● Your task
Write the next part of the Blue Ridge Marathon race report, picking up right after its final sentence.

● Page excerpt
——————

Sunday, April 22, 2012

Oh What A Day @ the Blue Ridge Marathon

Oh what a beautiful day! 
 On Sat. April 21, 2012, I completed "America's toughest road marathon",  the Blue Ridge Marathon in Roanoke, VA. 
pre-race - pumped up & ready
You may recall several months ago, I won an entry to the Blue Ridge Marathon from Marcia's Healthy Slice  I came across Marcia's blog when I started training for the 2010 Boston marathon and I've been following since that time.  I was thrilled when I received the news from Marcia about the free entry.  

 When we entered the expo for packet pick up, I mentioned to a volunteer,  that I’m from MS,  and she called someone over to tell him with wide eyes, “she’s from MS and running the FULL!”  The man had run the marathon, and the marathon course many times.   He gave me tips which included walking and be sure to start walking early in this race.   He also recommended to be sure to walk some of the down hills.   During my training, I trained on the best that my area has to offer,  which really doesn’t compare at all to mountains.  I felt well trained for our area, but had no idea what the course would be like.  After the expo, we drove one section of the course.  After speaking with the expo workers, and the pre-race drive, my OPTIMISTIC thinking that 4:15 was a realistic goal was fading fast.   I prepared my Mom and sister for the possible 4:30-5:00 hour finish time.  but.......  
walking on Friday, we came across this on the side walk

The start temp was around 58 and would be near 70 degrees before my finish.   As we started out, I replayed the advice that was recommended several times.  “Go out conservative, walk early, walk often in the early miles.  Be careful on the down hills, or you will destroy your quads early in the race. ……    I took the warnings seriously.   The first mile was mostly flat, but I decided "to chill” in hopes of saving myself for later in the race.  The first climb started around mile 1.  I kept repeating "save yourself, not too fast, don’t push on the early hills."  

Just before the ½ and 26.2 marathoner split, I noticed a runner up ahead who had on a “Run Chat” sticker pinned to the back of his shirt.  I thought it was David.  I called his name and was happy to meet “@RunningBecause” from Twitter and Run Chat. ( We had a quick chat, and then he headed up Mill Mountain (for the ½) and I proceeded on toward Roanoke Mountain (the highest climb, but not the hardest climb of the day – IMO).

——————

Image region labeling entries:
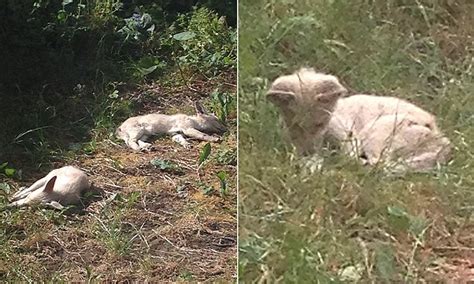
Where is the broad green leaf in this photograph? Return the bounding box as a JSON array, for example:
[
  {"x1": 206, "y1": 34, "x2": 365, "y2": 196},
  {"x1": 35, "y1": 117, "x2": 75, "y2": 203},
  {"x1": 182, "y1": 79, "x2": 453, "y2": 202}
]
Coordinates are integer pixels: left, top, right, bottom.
[
  {"x1": 198, "y1": 143, "x2": 211, "y2": 166},
  {"x1": 173, "y1": 32, "x2": 196, "y2": 41},
  {"x1": 0, "y1": 182, "x2": 10, "y2": 194},
  {"x1": 138, "y1": 65, "x2": 158, "y2": 76}
]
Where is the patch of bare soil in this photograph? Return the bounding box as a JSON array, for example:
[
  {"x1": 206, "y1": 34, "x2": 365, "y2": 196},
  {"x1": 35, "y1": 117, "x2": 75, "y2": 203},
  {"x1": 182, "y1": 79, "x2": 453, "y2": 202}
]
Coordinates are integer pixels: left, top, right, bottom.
[{"x1": 0, "y1": 75, "x2": 237, "y2": 283}]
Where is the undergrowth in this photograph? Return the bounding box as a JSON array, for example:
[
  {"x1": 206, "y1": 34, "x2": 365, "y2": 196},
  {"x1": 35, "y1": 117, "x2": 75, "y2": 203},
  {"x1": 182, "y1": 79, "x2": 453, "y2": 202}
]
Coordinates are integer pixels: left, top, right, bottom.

——————

● Answer for this exercise
the view from the top of Roanoke Mountain
 By mile 6 and 7, I’m at 12:10 and 11:02 pace.  Trying to save my legs for later in the day, I walk the steepest part of the hills.  As I start down one of the steep downhills, I hear the recommendations to "walk some of the down hill sections" playing in my head.  I was surprised that it was actually hard to stop my body (in motion) to begin walking.  I take a quick walk, and start back running down the mountain. 

By mile 10, we have made it up, and down the first of 3 major climbs in the race.  I’m feeling good at this point, but wondering (& slightly worried) about the “wear and tear” of the hills, and how I will feel in the later miles.   My hill experience includes the downhill course at St. George, Boston, and Mt. Desert Island marathons.  As advertised, Blue Ridge is tough.   I wonder if, or when fatigue will set in, but keep moving forward, feeling good and hoping to finish with no major issues, but truly expecting "the bear" to jump on my back at some point in the race. 

The 2nd major climb is up Mill Mountain.  This is the mountain that has the famous Roanoke star. 
The Roanoke Star - to the left of the power line
  As I begin the climb toward the star, “We Three Kings” starts playing on my Ipod.   My mind ponders this for most of the climb.  I have a few Christmas songs on my Ipod that I instruct I-tunes NOT to send to my Ipod, but it does anyway.  I find it so strange, but neat, the perfect timing of the song.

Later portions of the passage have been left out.